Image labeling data
******************************

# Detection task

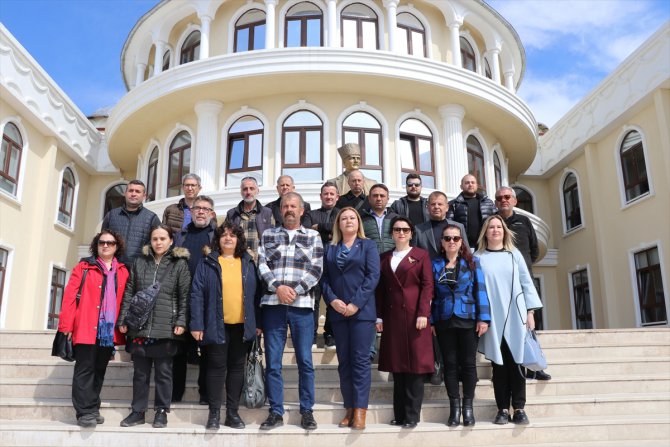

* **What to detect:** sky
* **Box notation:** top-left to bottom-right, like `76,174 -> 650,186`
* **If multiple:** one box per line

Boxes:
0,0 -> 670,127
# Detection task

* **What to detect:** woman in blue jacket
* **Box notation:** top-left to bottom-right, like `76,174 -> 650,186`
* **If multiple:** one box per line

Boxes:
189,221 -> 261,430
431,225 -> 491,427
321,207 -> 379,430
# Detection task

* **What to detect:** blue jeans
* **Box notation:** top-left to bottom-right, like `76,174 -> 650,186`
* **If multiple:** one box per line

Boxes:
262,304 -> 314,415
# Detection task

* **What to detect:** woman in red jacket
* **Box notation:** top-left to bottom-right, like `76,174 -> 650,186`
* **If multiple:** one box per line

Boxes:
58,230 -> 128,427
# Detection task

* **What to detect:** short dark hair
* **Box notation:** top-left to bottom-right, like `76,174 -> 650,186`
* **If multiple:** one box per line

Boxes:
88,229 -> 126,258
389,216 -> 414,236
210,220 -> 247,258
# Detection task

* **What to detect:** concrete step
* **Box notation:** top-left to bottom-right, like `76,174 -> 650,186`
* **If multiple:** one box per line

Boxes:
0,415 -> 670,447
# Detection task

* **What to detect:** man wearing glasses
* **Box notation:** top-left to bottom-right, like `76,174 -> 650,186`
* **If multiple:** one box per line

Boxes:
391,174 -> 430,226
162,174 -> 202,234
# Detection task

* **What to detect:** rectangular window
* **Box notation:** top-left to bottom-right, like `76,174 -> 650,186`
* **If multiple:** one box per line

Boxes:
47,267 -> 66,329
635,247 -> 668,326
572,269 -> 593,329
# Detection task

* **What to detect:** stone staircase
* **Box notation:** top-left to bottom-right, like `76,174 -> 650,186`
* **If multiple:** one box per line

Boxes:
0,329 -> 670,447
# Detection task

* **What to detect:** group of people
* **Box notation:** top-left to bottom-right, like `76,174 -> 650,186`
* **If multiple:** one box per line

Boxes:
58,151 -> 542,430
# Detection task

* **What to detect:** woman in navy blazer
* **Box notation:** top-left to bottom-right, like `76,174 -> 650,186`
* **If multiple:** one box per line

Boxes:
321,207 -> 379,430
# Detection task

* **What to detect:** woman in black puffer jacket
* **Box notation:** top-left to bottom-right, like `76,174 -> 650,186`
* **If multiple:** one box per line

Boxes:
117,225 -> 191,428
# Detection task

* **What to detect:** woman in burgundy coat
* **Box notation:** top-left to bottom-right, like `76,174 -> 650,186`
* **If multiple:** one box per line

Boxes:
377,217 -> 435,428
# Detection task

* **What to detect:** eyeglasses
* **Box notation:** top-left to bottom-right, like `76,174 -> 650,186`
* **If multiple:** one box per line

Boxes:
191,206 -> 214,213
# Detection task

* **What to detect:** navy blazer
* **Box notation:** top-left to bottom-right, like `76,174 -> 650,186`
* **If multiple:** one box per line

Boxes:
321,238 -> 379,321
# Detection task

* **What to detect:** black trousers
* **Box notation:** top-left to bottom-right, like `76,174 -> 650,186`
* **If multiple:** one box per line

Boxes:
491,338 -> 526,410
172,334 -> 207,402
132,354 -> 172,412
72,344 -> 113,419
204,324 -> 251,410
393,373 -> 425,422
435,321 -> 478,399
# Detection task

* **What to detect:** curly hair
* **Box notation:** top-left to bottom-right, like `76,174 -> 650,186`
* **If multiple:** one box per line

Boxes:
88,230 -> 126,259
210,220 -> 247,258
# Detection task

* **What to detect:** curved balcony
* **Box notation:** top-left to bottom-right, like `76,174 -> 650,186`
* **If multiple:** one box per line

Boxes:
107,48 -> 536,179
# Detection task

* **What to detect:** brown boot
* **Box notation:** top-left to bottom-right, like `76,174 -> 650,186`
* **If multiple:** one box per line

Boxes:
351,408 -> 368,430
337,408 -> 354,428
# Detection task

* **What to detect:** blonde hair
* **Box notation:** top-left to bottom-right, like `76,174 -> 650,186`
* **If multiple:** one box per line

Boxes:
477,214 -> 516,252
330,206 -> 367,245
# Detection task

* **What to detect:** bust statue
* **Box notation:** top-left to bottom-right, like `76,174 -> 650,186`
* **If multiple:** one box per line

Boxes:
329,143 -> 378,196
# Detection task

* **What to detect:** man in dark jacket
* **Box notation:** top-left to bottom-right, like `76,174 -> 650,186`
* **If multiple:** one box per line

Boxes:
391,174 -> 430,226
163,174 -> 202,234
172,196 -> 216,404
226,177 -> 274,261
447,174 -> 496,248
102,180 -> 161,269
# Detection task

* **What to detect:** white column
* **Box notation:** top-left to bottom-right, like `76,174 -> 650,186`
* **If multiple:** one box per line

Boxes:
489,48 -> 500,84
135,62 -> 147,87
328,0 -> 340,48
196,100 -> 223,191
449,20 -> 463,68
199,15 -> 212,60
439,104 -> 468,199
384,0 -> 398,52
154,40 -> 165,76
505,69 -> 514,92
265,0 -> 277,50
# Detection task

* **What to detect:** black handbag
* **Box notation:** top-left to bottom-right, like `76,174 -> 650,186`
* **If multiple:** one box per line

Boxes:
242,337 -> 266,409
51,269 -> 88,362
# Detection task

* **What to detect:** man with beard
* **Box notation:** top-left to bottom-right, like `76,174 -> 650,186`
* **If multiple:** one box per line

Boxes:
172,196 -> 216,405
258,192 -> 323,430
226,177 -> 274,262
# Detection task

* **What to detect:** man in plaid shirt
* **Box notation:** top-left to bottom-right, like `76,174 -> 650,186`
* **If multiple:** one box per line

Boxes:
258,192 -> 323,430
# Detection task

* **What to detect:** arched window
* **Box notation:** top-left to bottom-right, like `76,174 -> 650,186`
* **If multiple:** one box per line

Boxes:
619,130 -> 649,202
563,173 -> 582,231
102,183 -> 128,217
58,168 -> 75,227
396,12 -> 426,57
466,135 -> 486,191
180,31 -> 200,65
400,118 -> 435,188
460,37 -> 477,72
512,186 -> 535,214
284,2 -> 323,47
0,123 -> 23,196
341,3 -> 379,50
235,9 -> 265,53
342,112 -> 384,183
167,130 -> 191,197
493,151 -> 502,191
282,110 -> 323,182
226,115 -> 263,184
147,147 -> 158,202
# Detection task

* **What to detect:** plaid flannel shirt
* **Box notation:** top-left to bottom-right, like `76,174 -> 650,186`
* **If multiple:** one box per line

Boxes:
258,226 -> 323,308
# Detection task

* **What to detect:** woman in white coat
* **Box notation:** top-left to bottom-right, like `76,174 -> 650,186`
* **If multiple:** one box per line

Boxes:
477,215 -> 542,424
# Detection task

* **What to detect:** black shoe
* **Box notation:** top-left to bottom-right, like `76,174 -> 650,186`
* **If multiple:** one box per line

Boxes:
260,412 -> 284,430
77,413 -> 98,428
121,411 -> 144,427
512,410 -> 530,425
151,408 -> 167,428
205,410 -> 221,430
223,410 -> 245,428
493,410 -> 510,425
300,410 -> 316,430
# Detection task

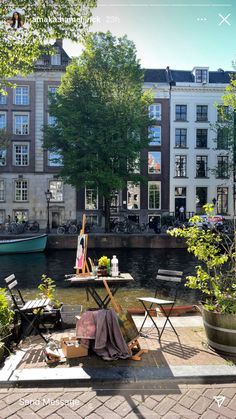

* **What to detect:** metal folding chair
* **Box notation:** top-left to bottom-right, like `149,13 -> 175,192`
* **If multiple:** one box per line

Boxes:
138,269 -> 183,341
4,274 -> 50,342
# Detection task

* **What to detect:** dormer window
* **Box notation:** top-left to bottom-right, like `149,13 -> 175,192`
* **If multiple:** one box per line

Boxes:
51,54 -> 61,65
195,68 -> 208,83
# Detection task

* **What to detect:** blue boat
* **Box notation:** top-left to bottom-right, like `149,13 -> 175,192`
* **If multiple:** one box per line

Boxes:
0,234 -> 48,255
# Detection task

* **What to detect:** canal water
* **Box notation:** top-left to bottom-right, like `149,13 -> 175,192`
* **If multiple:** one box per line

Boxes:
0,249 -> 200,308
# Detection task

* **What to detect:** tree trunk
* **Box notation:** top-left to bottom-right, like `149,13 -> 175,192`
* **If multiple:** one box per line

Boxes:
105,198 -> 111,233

******************************

§ **Problem to work on**
Rewrite the rows starting at the very beginning and ending at the line that contains "0,415 -> 670,447", with "jacket" changed to "coat" and everything else kept the same. Leave the pictures out of your answer.

§ **Correct output**
# Detection task


* **What to detect:** sky
* **Box notation:** top-left to bottom-right, like `76,174 -> 650,186`
* **If multiple:** one box per line

Boxes:
0,0 -> 670,127
# Detection task

* **What to detect:** woman in blue coat
* **Box notation:** top-left to bottom-right, like `76,174 -> 650,186`
* **If multiple:** one box per line

Boxes:
189,221 -> 261,430
431,225 -> 491,427
321,207 -> 379,430
# Detection task

* **What to detect:** blue jeans
* **Box notation:** top-left to bottom-right, like `76,174 -> 650,186`
* **If multiple:** one box per line

Boxes:
262,304 -> 314,415
# Detection task

* **What to detect:** woman in red coat
* **Box notation:** top-left to bottom-right, like `76,174 -> 650,186`
* **If multiple:** one box per line

Boxes:
58,230 -> 128,427
# Detection task

* **What to detect:** short dark hair
* **Box notation:** top-left to bottom-right, like `76,174 -> 650,186`
* **If multiple:** one box per line

Boxes:
88,229 -> 126,258
389,216 -> 414,236
210,220 -> 247,258
# Detection task

* **What to detect:** concrete step
* **Box notation:** top-left to bottom-right, like `76,174 -> 650,186`
* **If multiple:** one box per line

Boxes:
0,415 -> 670,447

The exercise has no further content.